• **Entries provided**:
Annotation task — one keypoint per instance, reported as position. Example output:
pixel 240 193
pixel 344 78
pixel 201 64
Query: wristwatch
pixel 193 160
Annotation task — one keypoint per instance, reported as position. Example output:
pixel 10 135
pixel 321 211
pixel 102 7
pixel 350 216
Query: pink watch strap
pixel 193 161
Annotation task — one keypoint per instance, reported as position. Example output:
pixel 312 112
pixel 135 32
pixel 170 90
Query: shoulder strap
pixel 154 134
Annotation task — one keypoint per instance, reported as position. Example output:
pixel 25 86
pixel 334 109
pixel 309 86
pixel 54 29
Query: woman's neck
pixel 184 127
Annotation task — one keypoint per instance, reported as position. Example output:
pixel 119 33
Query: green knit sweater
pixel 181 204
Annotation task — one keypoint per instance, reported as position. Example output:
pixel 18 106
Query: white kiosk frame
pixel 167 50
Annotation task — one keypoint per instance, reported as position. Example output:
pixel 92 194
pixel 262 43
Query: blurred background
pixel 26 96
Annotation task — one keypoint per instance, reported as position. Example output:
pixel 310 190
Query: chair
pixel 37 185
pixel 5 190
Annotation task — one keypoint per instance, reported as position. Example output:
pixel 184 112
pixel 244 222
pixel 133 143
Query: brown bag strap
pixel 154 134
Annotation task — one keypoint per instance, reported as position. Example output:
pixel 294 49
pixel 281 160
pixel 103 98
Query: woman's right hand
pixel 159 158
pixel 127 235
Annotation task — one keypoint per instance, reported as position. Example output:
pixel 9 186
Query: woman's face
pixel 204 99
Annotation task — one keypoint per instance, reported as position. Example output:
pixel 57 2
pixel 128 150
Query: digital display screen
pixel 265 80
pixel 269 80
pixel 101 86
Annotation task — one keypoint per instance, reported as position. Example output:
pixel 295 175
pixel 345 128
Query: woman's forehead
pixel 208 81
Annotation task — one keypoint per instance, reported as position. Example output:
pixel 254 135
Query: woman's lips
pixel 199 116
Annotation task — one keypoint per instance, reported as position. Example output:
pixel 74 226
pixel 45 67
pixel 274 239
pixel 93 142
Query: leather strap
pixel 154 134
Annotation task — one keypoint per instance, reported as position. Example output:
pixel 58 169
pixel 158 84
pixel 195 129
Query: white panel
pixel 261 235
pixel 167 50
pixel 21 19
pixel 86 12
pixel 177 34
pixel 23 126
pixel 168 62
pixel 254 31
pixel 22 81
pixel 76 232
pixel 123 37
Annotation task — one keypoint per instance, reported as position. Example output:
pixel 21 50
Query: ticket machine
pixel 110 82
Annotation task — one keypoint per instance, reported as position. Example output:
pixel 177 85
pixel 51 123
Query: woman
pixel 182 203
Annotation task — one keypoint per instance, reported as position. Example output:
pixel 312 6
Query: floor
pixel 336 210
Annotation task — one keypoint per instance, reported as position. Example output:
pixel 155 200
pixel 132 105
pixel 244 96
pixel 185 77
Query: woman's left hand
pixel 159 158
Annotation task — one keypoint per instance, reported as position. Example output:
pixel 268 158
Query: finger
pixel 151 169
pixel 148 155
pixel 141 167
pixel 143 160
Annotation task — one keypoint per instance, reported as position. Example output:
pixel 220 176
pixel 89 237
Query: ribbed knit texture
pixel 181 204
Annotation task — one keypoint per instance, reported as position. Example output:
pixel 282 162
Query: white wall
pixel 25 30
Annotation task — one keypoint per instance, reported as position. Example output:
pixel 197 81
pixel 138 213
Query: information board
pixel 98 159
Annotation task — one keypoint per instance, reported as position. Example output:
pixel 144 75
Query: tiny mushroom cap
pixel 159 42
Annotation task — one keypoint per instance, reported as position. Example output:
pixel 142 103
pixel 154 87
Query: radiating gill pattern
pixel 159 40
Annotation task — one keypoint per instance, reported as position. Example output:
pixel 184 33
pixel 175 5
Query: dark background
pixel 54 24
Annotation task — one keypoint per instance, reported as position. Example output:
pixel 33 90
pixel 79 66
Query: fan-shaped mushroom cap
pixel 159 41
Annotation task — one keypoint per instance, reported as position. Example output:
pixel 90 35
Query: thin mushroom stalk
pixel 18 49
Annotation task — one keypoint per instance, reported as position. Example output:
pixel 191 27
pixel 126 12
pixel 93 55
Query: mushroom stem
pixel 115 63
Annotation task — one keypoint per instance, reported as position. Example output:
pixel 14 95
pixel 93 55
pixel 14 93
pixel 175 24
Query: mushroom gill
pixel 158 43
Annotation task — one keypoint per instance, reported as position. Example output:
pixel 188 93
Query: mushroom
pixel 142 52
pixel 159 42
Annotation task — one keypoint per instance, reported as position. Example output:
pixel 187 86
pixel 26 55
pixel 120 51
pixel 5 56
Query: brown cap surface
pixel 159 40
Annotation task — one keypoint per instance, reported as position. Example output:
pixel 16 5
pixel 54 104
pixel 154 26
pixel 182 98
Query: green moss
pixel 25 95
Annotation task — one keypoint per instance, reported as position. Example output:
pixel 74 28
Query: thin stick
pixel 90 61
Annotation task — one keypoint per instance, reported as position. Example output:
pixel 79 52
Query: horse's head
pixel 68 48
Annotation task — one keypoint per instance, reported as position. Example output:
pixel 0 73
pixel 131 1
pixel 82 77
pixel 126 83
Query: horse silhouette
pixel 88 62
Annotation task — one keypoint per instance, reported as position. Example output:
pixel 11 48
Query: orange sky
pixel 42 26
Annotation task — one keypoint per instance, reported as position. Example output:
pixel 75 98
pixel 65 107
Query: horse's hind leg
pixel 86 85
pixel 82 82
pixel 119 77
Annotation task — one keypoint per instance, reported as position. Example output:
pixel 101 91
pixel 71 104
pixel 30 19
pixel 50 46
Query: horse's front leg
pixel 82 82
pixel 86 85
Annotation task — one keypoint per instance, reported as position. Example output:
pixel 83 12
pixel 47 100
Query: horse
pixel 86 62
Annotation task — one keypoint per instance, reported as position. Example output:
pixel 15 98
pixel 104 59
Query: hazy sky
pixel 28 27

• **Exercise goal**:
After locating the line with "pixel 25 86" above, return that line and every later line through the one with "pixel 294 49", word for word and with nothing else.

• **Answer box**:
pixel 25 86
pixel 334 109
pixel 309 86
pixel 54 29
Query: woman's neck
pixel 184 127
Annotation task — one keypoint per instance, reported as position. Example output:
pixel 119 33
Query: green knit sweater
pixel 181 204
Annotation task — one keypoint per instance, reported as position. Example output:
pixel 18 106
Query: white kiosk frame
pixel 167 50
Annotation task — one keypoint per instance, reported as position. Example output:
pixel 92 194
pixel 262 43
Query: blurred background
pixel 26 96
Annotation task — one keypoint per instance, reported as position. Example output:
pixel 310 190
Query: chair
pixel 37 185
pixel 5 190
Annotation task — one keypoint per instance, reported as position. Example output:
pixel 184 112
pixel 244 222
pixel 133 143
Query: brown bag strap
pixel 154 134
Annotation task — one keypoint per instance, reported as position. Example output:
pixel 294 49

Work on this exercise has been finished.